TASKS:
1) Reproduce the part of the blog excerpt starting with "This strategy also" and going on through "a different URL.".
2) Answer these questions using the blog excerpt:
(a) Which tool did the writer pick as a lightbox-style image displayer?
(b) Which operations does the writer say became especially slow with all the images in the directory?
(c) What root path is given for local images in the _config.yml settings?

DOCUMENT SEGMENT:
•••

This strategy also worked excellently with Magnific Popup. I knew I wanted a lightbox-style image displayer, and after much looking I concluded Magnific was the best. I futzed with its CSS until it displayed the snazzy captions I wanted, and I’m a happy user.

Finally I had one more realization, and that was that with all those images in the directory, doing stuff to my site was now taking forever, especially the Git operations.

I decided this was a problem worth bringing in an extra dependency for. So off of some other Jekyller’s tip, I got set up with Cloudinary. It’s a cloud-based image hosting site. If you’re an obscure, little-read blogger like me, their free plan will be all the bandwidth you could ever need. And they have the added benefit that you can have them serve your image at different sizes just by feeding them a different URL.

To put it all together, my _config.yml ended up with the following in it:

image_dirs:
  local:
    root: "/assets/images"
    large: "/lg/"
    small: "/sm/"
  cloudinary:
    root: "http://res.cloudinary.com/chuckmasterson/image/upload"

•••

COLLECTED MATERIAL:
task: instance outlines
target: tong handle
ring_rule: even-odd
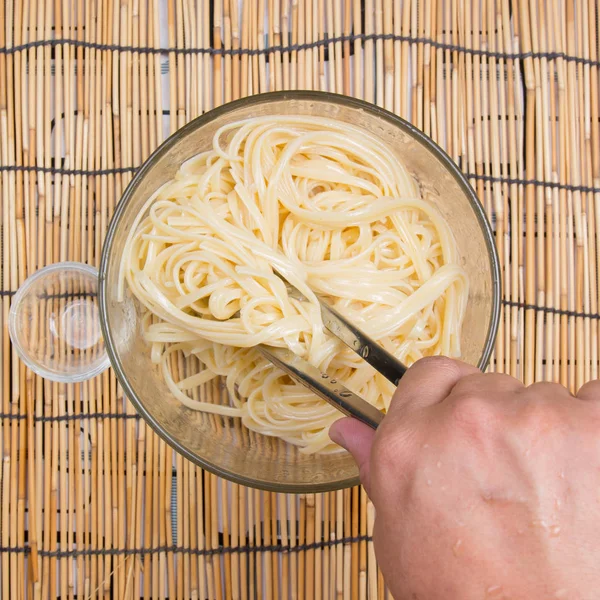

•••

THE SOLUTIONS:
1)
This strategy also worked excellently with Magnific Popup. I knew I wanted a lightbox-style image displayer, and after much looking I concluded Magnific was the best. I futzed with its CSS until it displayed the snazzy captions I wanted, and I’m a happy user.

Finally I had one more realization, and that was that with all those images in the directory, doing stuff to my site was now taking forever, especially the Git operations.

I decided this was a problem worth bringing in an extra dependency for. So off of some other Jekyller’s tip, I got set up with Cloudinary. It’s a cloud-based image hosting site. If you’re an obscure, little-read blogger like me, their free plan will be all the bandwidth you could ever need. And they have the added benefit that you can have them serve your image at different sizes just by feeding them a different URL.

2)
(a) Magnific Popup.
(b) The Git operations.
(c) "/assets/images"